TASK TO CARRY OUT:
Whatever lines the data contains, output all of them unchanged.

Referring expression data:
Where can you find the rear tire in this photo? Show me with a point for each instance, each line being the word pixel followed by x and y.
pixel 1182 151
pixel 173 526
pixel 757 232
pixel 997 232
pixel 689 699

YOUR SOLUTION:
Where can you find the rear tire in this photo? Show me with a point for each instance, each line being the word pixel followed by x and y.
pixel 1182 151
pixel 173 526
pixel 757 232
pixel 997 232
pixel 689 699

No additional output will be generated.